>>>

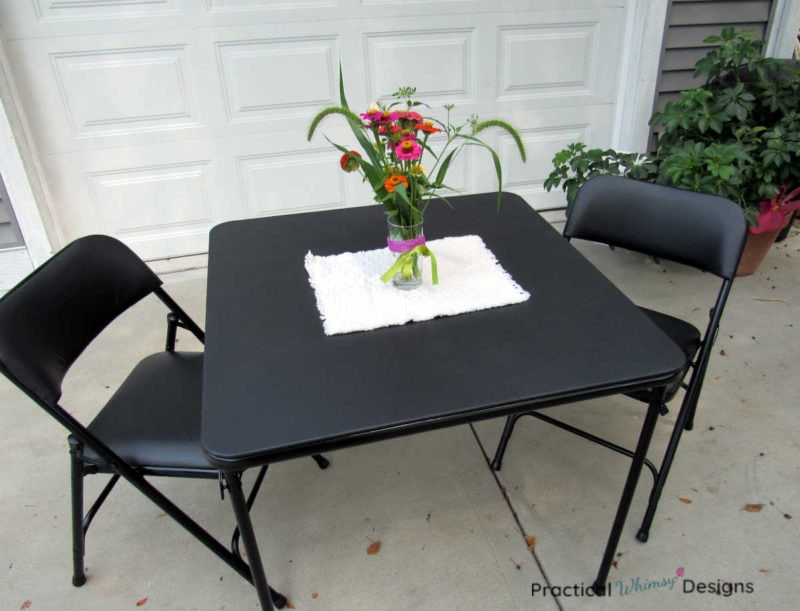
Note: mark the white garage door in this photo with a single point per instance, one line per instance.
(156, 119)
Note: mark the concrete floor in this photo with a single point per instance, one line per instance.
(449, 539)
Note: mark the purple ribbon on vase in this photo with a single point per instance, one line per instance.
(404, 246)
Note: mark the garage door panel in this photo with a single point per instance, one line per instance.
(156, 120)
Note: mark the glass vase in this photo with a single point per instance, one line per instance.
(401, 240)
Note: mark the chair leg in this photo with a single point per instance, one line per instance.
(78, 535)
(686, 412)
(497, 461)
(628, 491)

<<<

What you will do :: Exactly the lines from the one holding "Note: mark the chair" to the final line of the listing, both included, must make up the answer.

Solution ::
Note: mark the chair leg in this photo with a single point per instance, one line per instance.
(78, 535)
(686, 412)
(497, 461)
(628, 491)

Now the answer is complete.